Reading text
* * *

Harare — You cannot do anything for a girl without the girl's active involvement.
With their baby faces and young ages belying their maturity, Zimbabwe's budding female politicians have made this resounding statement that is likely to change the way the country protects and empowers its girls.
The symbolic sentiments on the need to empower girls to make decisions, assume leadership roles, and live and thrive in a gender equal society coincides with the just-commemorated International Day of the Girl Child.
Sentiments by girls selected from the Junior Parliament of Zimbabwe highlighted the importance of government and stakeholders tapping onto the input of youngsters on seeking solutions to prevailing issues such as gender-based violence and marginalisation of women.
"Addressing violence and discrimination against women and girls is essential to ensure that no one is left behind in the development agenda," said Naledi Green, a United Nations Children's Fund (UNICEF) representative for the day.
There is also concern over the women and girls living with disabilities being at a excessively higher risk of experiencing gender-based violence and harmful practice.
"There is urgent need to address the issues of girls living with disabilities," junior parliamentarian, Caroline Muwonda, said.
She was the United Nations Population Fund (UNFPA) Country Representative on the International Day of the Girl Child.
Green and Muwonda were among some young women that participated at the #ZimGirlsTakeover, organised by the UN Mission in Zimbabwe during the International Day of the Girl Child.
Other UN agencies "taken over" as part of the Spotlight Initiative programme to eliminate violence against women and girls in Zimbabwe include International Labour Organisation (ILO), UN Development Programme (UNDP), UN Scientific and Cultural Organisation (UNESCO) and UN Women.
Kelina Mutate, who took over UNESCO, believes the lax implementation of laws is worsening the scourge of child marriages.
"I am determined to ensure that there are strict laws guarding the girl child from early marriages in Zimbabwe," she emphasised.
Celebrated yearly on October 11 since 2012, the day supports more opportunity for girls and increases awareness of gender inequality faced by girls worldwide based upon their gender.
This inequality includes areas such as access to education, nutrition, legal rights, medical care, and protection from discrimination, violence against women and forced child marriage.
Sandra Munhundarima, a judge in the Junior Parliament of Zimbabwe, who spent the day as the head of UN Women, said the day was a platform to break the barriers of discrimination and prejudice against girls.

* * *

Pointing data for referring expressions
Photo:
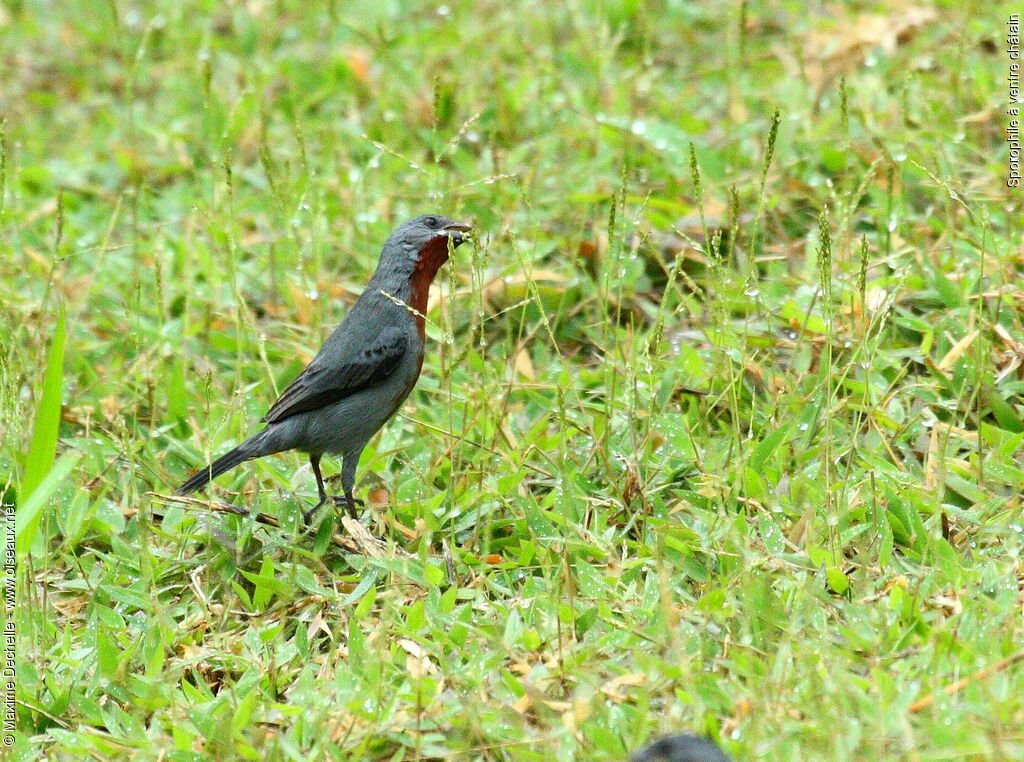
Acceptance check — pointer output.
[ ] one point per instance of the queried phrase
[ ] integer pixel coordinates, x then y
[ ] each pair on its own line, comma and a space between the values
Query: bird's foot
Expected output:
341, 500
338, 500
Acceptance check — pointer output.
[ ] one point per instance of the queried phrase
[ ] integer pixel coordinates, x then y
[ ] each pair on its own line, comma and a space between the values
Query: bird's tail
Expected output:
248, 450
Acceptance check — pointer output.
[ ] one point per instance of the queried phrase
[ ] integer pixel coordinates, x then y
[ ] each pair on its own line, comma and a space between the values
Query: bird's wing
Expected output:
328, 379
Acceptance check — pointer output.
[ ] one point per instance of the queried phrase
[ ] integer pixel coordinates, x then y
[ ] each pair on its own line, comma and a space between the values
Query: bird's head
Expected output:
425, 238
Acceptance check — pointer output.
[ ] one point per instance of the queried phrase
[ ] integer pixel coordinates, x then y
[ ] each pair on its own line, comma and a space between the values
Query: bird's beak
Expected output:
457, 231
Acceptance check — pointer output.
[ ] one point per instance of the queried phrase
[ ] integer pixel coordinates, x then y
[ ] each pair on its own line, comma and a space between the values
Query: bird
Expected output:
680, 749
364, 371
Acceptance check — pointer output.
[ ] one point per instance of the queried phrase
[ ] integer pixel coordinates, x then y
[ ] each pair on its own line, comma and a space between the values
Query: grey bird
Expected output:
680, 749
365, 370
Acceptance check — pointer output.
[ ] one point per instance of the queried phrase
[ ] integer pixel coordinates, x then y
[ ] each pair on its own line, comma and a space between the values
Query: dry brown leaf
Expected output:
834, 49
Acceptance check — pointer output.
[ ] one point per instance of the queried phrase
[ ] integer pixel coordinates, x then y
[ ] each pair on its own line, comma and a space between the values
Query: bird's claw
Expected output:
339, 501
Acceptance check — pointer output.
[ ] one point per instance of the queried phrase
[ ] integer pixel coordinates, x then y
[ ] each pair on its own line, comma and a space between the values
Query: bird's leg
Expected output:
348, 464
314, 464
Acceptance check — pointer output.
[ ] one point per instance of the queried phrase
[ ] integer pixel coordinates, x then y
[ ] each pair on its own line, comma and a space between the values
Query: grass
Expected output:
719, 429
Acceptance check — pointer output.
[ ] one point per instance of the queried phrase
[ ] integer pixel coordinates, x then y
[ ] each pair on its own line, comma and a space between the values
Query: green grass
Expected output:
730, 445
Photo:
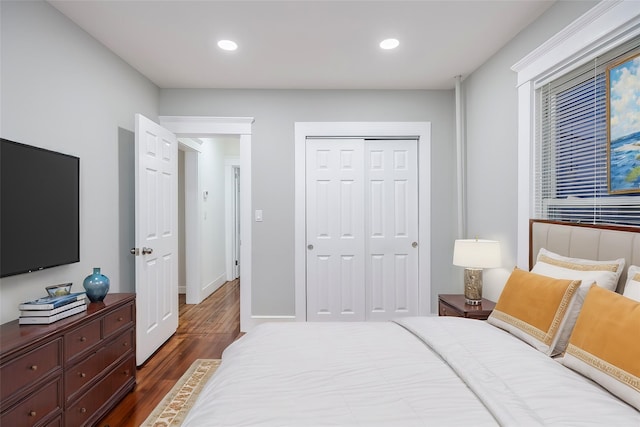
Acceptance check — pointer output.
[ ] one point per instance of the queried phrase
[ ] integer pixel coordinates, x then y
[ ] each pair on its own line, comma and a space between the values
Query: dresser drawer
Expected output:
118, 347
81, 339
30, 368
80, 413
42, 404
81, 374
124, 374
121, 318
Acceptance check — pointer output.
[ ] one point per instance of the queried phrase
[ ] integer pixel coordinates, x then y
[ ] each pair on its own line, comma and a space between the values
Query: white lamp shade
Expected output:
476, 253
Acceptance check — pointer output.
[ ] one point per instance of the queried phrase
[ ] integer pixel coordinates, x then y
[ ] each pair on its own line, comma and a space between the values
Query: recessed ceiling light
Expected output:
389, 44
227, 45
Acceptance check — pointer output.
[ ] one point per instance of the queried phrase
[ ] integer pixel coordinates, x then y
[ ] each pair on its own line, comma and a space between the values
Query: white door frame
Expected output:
419, 130
230, 166
202, 127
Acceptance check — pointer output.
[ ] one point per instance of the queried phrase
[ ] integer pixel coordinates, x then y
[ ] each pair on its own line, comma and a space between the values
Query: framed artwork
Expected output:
623, 126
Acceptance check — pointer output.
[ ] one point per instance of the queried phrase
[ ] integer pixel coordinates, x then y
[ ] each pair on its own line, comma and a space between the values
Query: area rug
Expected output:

* * *

Task requirements
(a) In the article on Zimbabwe's International Day of the Girl Child takeover, which UN agency did Kelina Mutate take over?
(b) Write the next few sentences of the article on Zimbabwe's International Day of the Girl Child takeover, starting after its final sentence.
The records are separate material with no connection to the article above them.

Answers per task
(a) UNESCO

(b)
"I will make sure that girls occupy spaces and know that they have a right to be heard," Munhundarima said.
Vimbai Jukwa, Senator of the Junior Parliament, who took up the role as the head of ILO, encouraged women and girls to take up leadership roles to achieve gender parity in all spheres of decision-making, including in political, economic, social and public life.
Her fellow legislator, Elinah Moyo, taking up the position of the head of United Nations Development Programme (UNDP), said women's rights and empowerment were key contributing factors to economic growth, social development, political stability and environmental sustainability.
"There is no better way to show commitment to improving the life of the girl child than to involve girls in such initiatives. You cannot do anything for a girl without the girl's active involvement," Moyo said.
Gender-based violence is a concern in Zimbabwe, as it is in the rest of the world.
In Zimbabwe, according to research, at least one in every three women (aged 15 - 49) have experienced physical violence while one in every five women have experienced sexual violence.
In most cases, perpetrators are the intimate partners.
Other harmful practices such as child, early and forced marriages exacerbate matters.
Dr Sithembiso Nyoni, the Minister of Women Affairs, Community, Small and Medium Enterprise Development, said the empowerment of girls and women was key in attaining Zimbabwe's Vision 2030.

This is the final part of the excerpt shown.